● Document extract:
[BEGIN]

Brazilian Flame Vine:
We saw one in full glory at the San Diego Safari Park, and I've thought about it ever since.

Lion's Tail:
Bright height for the back of a border.

Jerusalem Sage:

Soft, hardy phlomis.

Pride of Madeira:
One of Jason's and my favorites. Gets big and a self-seeder, but super cool. DRAMA.

Tequila Sage:
A find from the Lake Merritt Sensory Garden in Oakland.


I know, I know—setting myself up for heartbreak. But I just want to try.

Euphorbia Characias:
These didn't work out in the subtropical garden, but maybe in the back-back?

Other people can; [see protea heartbreak...]

So as you can see: hotter/dryer plants, with an orange/yellow/red/purple palette.  And then we'll be done with the yard... HAR.

Jul 12, 2017

Meet the Queen...

These are our 'Lemon Queen' sunflowers! They're just starting to bloom--right in the sweet spot before they start to look bedraggled & ruin the border, har.

I've never grown this type before; it was a whim, when I was at the nursery. Jason likes sunflowers so I got a package of 'Lemon Queen' seeds and also 'Vanilla Ice'—which hasn't bloomed yet.

The 'Lemon Queen' seed package says they reach 7' tall.  But I'm thinking 8'-9'? It also says this:

"Lemon Queen is the sunflower variety being grown for a multi-year bee count project to gather information about native bee populations. More than 100,000 citizen-scientists across the US and Canada participate in the research by counting the number of bees that visit their Lemon Queen plants."

Oddly--I haven't seen any bees on them yet.  Most of the bees I see are on our Bladderpods (also known as "California Cleome" or "Burrofat."  Ew.).

[END]

● Tasks:
1. Please quote the garden blog excerpt word for word, starting at "I know, I know—setting" and ending at "the border, har.".
2. In the garden blog excerpt, where was the Tequila Sage found?
3. Write the next part of the garden blog excerpt, picking up after its final sentence about the Bladderpods.

[Source records]
[BEGIN]

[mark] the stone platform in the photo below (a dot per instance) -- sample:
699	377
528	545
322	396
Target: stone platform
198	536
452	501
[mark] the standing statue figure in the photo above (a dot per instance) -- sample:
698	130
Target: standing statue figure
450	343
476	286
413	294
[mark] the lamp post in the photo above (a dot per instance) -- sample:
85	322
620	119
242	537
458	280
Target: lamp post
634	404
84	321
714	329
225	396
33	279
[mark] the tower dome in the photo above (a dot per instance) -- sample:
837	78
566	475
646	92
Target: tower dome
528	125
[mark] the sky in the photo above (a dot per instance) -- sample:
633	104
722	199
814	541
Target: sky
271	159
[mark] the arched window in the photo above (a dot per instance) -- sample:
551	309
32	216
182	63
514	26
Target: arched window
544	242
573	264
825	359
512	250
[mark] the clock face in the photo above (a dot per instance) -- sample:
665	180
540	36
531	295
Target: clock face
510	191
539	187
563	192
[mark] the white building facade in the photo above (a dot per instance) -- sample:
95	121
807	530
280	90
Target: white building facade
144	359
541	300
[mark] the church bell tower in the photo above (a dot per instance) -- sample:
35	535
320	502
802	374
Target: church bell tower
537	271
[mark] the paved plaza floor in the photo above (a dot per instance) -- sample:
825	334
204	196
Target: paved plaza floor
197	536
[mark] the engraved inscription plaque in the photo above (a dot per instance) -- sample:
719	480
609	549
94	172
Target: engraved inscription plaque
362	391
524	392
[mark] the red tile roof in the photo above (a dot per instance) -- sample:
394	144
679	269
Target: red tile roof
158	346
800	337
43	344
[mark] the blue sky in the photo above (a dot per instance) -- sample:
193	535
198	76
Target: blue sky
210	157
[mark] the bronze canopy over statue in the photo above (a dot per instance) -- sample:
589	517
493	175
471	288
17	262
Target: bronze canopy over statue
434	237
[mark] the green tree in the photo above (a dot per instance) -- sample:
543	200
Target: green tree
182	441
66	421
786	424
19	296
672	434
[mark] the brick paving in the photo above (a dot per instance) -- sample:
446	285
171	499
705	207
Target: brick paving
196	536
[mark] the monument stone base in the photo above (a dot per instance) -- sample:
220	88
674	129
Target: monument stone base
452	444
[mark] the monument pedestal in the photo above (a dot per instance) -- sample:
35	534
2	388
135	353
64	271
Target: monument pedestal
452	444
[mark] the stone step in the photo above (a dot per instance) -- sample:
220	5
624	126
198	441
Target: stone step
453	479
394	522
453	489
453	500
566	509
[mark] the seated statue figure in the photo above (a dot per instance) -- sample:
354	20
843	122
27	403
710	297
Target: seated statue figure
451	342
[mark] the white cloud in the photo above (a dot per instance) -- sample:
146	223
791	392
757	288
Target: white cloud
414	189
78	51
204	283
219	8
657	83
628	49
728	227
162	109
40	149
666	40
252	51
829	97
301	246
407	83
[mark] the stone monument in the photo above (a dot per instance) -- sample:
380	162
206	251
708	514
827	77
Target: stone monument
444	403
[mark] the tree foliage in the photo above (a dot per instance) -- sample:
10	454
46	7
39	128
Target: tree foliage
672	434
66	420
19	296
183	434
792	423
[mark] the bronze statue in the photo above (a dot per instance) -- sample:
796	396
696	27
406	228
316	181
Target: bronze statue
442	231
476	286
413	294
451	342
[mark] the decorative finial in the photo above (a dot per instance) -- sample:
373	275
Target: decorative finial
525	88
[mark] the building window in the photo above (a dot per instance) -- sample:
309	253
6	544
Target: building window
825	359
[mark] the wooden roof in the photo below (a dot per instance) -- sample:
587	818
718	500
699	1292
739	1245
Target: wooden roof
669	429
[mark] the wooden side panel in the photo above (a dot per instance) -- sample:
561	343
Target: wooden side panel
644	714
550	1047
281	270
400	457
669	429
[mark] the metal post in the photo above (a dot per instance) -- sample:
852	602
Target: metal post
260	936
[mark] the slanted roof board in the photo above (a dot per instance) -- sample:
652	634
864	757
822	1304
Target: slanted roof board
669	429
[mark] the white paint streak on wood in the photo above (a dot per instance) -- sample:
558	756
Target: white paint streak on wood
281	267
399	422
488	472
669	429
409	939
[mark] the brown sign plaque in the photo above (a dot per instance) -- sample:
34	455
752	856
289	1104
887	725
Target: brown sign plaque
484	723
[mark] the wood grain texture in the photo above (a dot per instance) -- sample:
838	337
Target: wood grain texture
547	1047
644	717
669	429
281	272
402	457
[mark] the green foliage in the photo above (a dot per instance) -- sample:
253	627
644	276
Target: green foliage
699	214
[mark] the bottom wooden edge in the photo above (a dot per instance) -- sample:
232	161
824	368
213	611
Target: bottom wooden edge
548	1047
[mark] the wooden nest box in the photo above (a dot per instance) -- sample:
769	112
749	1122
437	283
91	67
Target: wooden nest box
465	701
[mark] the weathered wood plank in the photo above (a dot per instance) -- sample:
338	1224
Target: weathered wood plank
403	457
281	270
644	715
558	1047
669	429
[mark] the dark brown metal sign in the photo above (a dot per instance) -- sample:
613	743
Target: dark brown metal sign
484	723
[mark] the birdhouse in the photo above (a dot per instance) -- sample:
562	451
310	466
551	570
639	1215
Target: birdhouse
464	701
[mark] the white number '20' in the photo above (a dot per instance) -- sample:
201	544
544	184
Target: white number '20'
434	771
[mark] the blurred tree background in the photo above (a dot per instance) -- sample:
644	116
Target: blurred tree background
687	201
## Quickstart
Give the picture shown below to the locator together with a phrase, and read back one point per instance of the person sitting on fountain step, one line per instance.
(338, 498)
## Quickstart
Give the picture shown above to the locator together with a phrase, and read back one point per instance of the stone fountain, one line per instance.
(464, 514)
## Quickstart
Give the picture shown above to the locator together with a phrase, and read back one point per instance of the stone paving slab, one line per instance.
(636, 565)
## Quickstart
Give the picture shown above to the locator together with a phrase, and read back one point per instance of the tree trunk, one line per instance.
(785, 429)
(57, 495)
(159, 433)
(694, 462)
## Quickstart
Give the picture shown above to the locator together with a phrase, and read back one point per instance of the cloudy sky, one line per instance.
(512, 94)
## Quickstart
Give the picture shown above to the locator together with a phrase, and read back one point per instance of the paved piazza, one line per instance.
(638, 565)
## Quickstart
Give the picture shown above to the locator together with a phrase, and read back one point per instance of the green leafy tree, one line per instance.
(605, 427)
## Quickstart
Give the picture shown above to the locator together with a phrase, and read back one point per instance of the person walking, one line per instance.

[END]

● Results of the tasks:
1.
I know, I know—setting myself up for heartbreak. But I just want to try.

Euphorbia Characias:
These didn't work out in the subtropical garden, but maybe in the back-back?

Other people can; [see protea heartbreak...]

So as you can see: hotter/dryer plants, with an orange/yellow/red/purple palette.  And then we'll be done with the yard... HAR.

Jul 12, 2017

Meet the Queen...

These are our 'Lemon Queen' sunflowers! They're just starting to bloom--right in the sweet spot before they start to look bedraggled & ruin the border, har.

2. At the Lake Merritt Sensory Garden in Oakland.

3.
Jul 4, 2017

4th of July Fabulous...and not so much.

Happy 4th of July!  You know what I love about America?  Gardening!  Other discourse is beyond our scope here ;).

I usually like to show stuff that's doing well--but I realize it's sometimes more interesting to see my MISTAKES & that end, I'll start with some of those....

First off, what is this??
Our golden currant has a weird, mustard-yellow powder on the underside of its leaves, oy... I've no idea what it is, or if I should pull out the plant.  Research needed.

Next up: PURPLE agapanthus:
I will Never Again buy a blooming plant that is not yet blooming. I made this mistake at 2 different nurseries this spring--thinking I was buying the white variety.  While I LOVE PURPLE (see front yard), it is not part of the backyard color scheme.  Now Jason has to take a shovel and help me dig them out.  In the heat.  Oh, Jason.

Third: Summer sun in Jason's grotto:
I completely misjudged how much sun the front of the fern grotto would receive once the angle of the sun changed, so that the clivia are FRIED and the ferns in front are not much better.  The sword fern (center/slightly up) is powering through, as is our Acacia 'Cousin Itt' (center), and the indestructible philodendrons.  But the clivia, OY.  Rookie.mistake.  I'm not sure how to fix this; maybe moving clivias back and adding more sword ferns and cousin itts?  Thinking.  Until the philodendrons and guava tree get big and make shade, we might have to deal with some crispiness.

To cleanse the palate, let's offer some about some 'Barbara Karst' bougainvillea? :
Jason and I planted this one together when we moved in. It's finally thriving--instead of sulking--& starting to bud out.

California Lilac/Ceanothus 'Skylark':
After sitting and doing nothing for months, it's suddenly busting out with blue summer?!

Salvia Clevelandii, 'Pozo Blue':
This plant has become one of my favorites.  I wish my dad were here to enjoy it, too...being near it is like living in the mountains.

Pomegranate 'Wonderful':
First fruit of the year--should turn red by fall.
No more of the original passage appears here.